All entries below must be reproduced without a single change.

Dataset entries

◇ ◇ ◇ ◇ ◇

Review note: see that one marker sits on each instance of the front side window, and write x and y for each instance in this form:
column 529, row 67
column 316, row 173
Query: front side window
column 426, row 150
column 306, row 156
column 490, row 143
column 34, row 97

◇ ◇ ◇ ◇ ◇

» EXERCISE OUTPUT:
Review note: see that one marker sits on each instance of the front side window, and write x and y for each instance in this form:
column 529, row 67
column 316, row 173
Query: front side window
column 426, row 150
column 306, row 156
column 490, row 143
column 34, row 97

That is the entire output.